依據題意，為了讓函式 q_insert_tail 和 q_size 的時間複雜度為

O (1)

，在 struct queue_t 裡新增成員 tail 和 size，使得在 runtime 的時候可以動態紀錄 queue 的尾端和其大小

/* Queue structure */
typedef struct {
    list_ele_t *head;
    list_ele_t **tail;
    size_t size;
} queue_t;

`q_new`

需注意若 malloc 失敗時需回傳 NULL

queue_t *q_new()
{
    queue_t *q = (queue_t *) malloc(sizeof(queue_t));
    if (!q)
        return NULL;

    q->head = NULL;
    q->tail = &(q->head);
    q->size = 0;
    return q;
}

`q_free`

釋放 queue 的空間，注意記得一併釋放節點和字串所佔的記憶體空間

void q_free(queue_t *q)
{
    if (!q)
        return;

    while (q->head != NULL) {
        list_ele_t *tmp = q->head;
        q->head = q->head->next;

        free(tmp->value);
        free(tmp);
    }

    free(q);
}

`q_insert_head`

分別建立節點和字串的空間，之後進行字串複製和節點的串接
需注意若 malloc 失敗時，在回傳 NULL 前需釋放之前已經配置好的記憶體空間
- 在這邊使用 goto 來作錯誤處理，可參考 goto in Linux kernel coding style 章節
紀錄節點數量

bool q_insert_head(queue_t *q, char *s)
{
    if (!q)
        goto ERR;

    list_ele_t *newh;
    newh = (list_ele_t *) malloc(sizeof(list_ele_t));
    if (!newh)
        goto ERR;

    int len = strlen(s) + 1;
    char *str = (char *) malloc(len);
    if (!str)
        goto ERR_FREE_LIST;

    memcpy(str, s, len);

    newh->value = str;
    newh->next = q->head;

    if (!q->head) {
        q->tail = &(newh->next);
    }
    q->head = newh;
    q->size++;

    return true;

ERR_FREE_LIST:
    free(newh);
ERR:
    return false;
}

`q_insert_tail`

大致上與先前的 q_insert_head 的實作方向相同
因題意規定其時間複雜度需為
$O (1)$ ，這邊使用 tail 來串接新節點
撰寫「有品味」的程式碼
- 讓 tail 的 data type 為 list_ele_t**，使得可以減少 branch penalty，可參考
紀錄節點數量

bool q_insert_tail(queue_t *q, char *s)
{
    if (!q)
        goto ERR;

    list_ele_t *newt = (list_ele_t *) malloc(sizeof(list_ele_t));
    if (!newt)
        goto ERR;

    int len = strlen(s) + 1;
    char *str = (char *) malloc(len);
    if (!str)
        goto ERR_FREE_LIST;

    memcpy(str, s, len);

    newt->value = str;
    newt->next = NULL;

    *(q->tail) = newt;
    q->tail = &(newt->next);
    q->size++;

    return true;

ERR_FREE_LIST:
    free(newt);
ERR:
    return false;
}

`q_remove_head`

若 sp 不為 NULL 時代表需把移除的字串複製到 sp 中
注意有可能要移除的字串的長度超過 sp 的大小，因而最多只需複製長度為 bufsize - 1，並注意要在結尾上加上 terminating null byte
調整節點數量

bool q_remove_head(queue_t *q, char *sp, size_t bufsize)
{
    if (!q || !q->head)

題目 1:
請抄錄佇列實作說明中從「return NULL;」到「void q_free(queue_t *q)」的段落。
題目 2:
請接續佇列實作說明，從它停下的地方往下寫。
以下各行取自另一個來源，與上方文件無關。

資料摘錄:
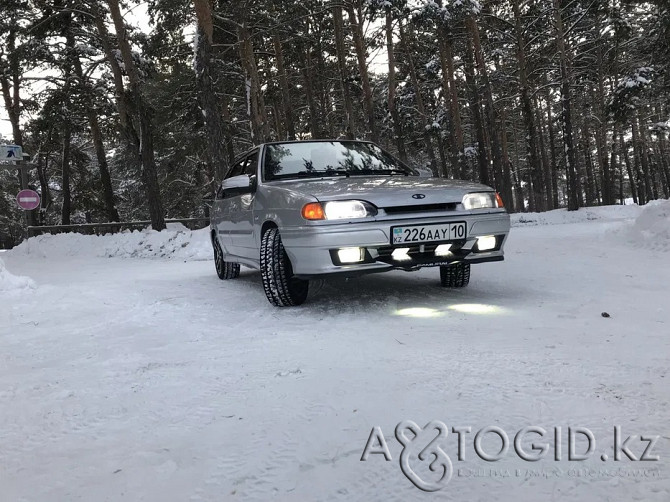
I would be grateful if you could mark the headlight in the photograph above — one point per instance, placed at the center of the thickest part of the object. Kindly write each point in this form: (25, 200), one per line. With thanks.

作答 1:
return NULL;

    q->head = NULL;
    q->tail = &(q->head);
    q->size = 0;
    return q;
}

`q_free`

釋放 queue 的空間，注意記得一併釋放節點和字串所佔的記憶體空間

void q_free(queue_t *q)

作答 2:
        return false;

    if (sp != NULL) {
        strncpy(sp, q->head->value, bufsize - 1);
        sp[bufsize - 1] = '\0';
    }

    list_ele_t *tmp = q->head;
    q->head = q->head->next;
    q->tail = (--q->size == 0) ? &(q->head) : q->tail;

    free(tmp->value);
    free(tmp);
    return true;
}

`q_size`

題意規定時間複雜度為
$O (1)$ ，因此藉由 size 動態紀錄 queue 的大小，並在此函式直接回傳 size 的內容
需注意有可能在沒有使用 new command 的情況下直接使用 size command，所以需判斷若 queue 為 NULL queue 或 empty queue 則直接回傳數值 0

int q_size(queue_t *q)
{
    if (!q || !q->head) {
        return 0;
    } else {
        return q->size;
    }
}

`q_reverse`

若 queue 為 NULL queue 或 empty queue 或長度為 1 的 queue 則無需 reverse
使用 prev, curr, next 來紀錄反轉的過程
- prev 紀錄 queue 前一個的節點
- curr 紀錄 queue 當前的節點，在反轉過程中，curr 的下一個節點應指派為 curr 的前一個節點
- next 紀錄 queue 下一個的節點
注意最後 head 和 tail 需重設方向

void q_reverse(queue_t *q)
{
    if (!q || !q->head || !q->head->next)
        return;

    list_ele_t *prev, *curr, *next;

    prev = q->head;
    curr = q->head->next;
    q->head->next = NULL;
    q->tail = &(q->head->next);

    while (curr != NULL) {
        next = curr->next;
        curr->next = prev;
        prev = curr;
        curr = next;
    }
    q->head = prev;
}

`q_sort`

在這邊使用了 merge sort 來排序 queue 裡面的元素
可以注意到 merge_sort 裡面透過 fast 和 slow pointer 來找到該 list 的中間點為何
剛好 LeetCode 上有相關題目可以練練手，順便可以用獨立環境來跑一下 unit test

void q_sort(queue_t *q)
{
    if (!q || !q->head || !q->head->next)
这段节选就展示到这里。